Text extract -

──────────

11-785 Introduction to Deep Learning
Spring 2018

“Deep Learning” systems, typified by deep neural networks, are increasingly taking over all AI tasks, ranging from language understanding, and speech and image recognition, to machine translation, planning, and even game playing and autonomous driving. As a result, expertise in deep learning is fast changing from an esoteric desirable to a mandatory prerequisite in many advanced academic settings, and a large advantage in the industrial job market.

In this course we will learn about the basics of deep neural networks, and their applications to various AI tasks. By the end of the course, it is expected that students will have significant familiarity with the subject, and to be able to apply to them to a variety of tasks. They will also be positioned to understand much of the current literature on the topic and extend their knowledge through further study.

Instructor: Bhiksha Raj

TAs:

Lecture: Monday and Wednesday, 9.00am-10.20am

Recitation: Friday, 9.00am-10.20am, Newell Simon 3002

Office hours:

Prerequisites

  1. We will be using one of several toolkits (typically TensorFlow or PyTorch). The toolkits are largely programmed in Python. You will need to be able to program in at least one of these languages. Alternately, you will be responsible for finding and learning a toolkit that requires programming in a language you are comfortable with,
  2. You will need familiarity with basic calculus (differentiation, chain rule), linear algebra and basic probability.

Units

This course is worth 12 units.

Course Work

Grading

Grading will be based on weekly quizzes, homework assignments and a final project.

There will be five assignments in all. Note that assignments 4 and 5 are released simultaneously. They will also be due on the same date.

Maximum
Quizzes 12 or 13, total contribution to grade 25%
Assignments 5, total contribution to grade 50%
Project Total contribution to grade: 25%

Books

The course will not follow a specific book, but will draw from a number of sources. We list relevant books at the end of this page. We will also put up links to relevant reading material for each class. Students are expected to familiarize themselves with the material before the class. The readings will sometimes be arcane and difficult to understand; if so, do not worry, we will present simpler explanations in class.

Discussion board: Piazza

We will use Piazza for discussions. Here is the link. Please sign up.

Wiki page

We have created an experimental wiki explaining the types of neural networks in use today. Here is the link.

You can also find a nice catalog of models that are current in the literature here. We expect that you will be in a position to interpret, if not fully understand many of the architectures on the wiki and the catalog by the end of the course.

──────────

Records provided -
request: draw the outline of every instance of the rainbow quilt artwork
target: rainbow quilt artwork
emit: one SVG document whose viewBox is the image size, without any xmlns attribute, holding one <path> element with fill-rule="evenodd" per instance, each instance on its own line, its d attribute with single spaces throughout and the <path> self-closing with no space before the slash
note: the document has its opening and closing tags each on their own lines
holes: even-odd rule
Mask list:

──────────

Problems -
a: In the deep learning course page, what share of the grade comes from the assignments?
b: Write the next part of the deep learning course page, picking up after its final sentence.

The results -
a: 50%

b:
Kaggle

Kaggle is a popular data science platform where visitors compete to produce the best model for learning or analyzing a data set.

For assignments 4 and 5 you will be submitting your evaluation results to a Kaggle leaderboard.

Academic Integrity

You are expected to comply with the University Policy on Academic Integrity and Plagiarism.
  • You are allowed to talk with / work with other students on homework assignments
  • You can share ideas but not code, you should submit your own code
Your course instructor reserves the right to determine an appropriate penalty based on the violation of academic dishonesty that occurs. Violations of the university policy can result in severe penalties including failing this course and possible expulsion from Carnegie Mellon University. If you have any questions about this policy and any work you are doing in the course, please feel free to contact your instructor for help.

Tentative Schedule

Lecture Start date Topics Lecture notes/Slides Additional readings, if any Quizzes/Assignments
1 January 17
  • Introduction to deep learning
  • Course logistics
  • History and cognitive basis of neural computation.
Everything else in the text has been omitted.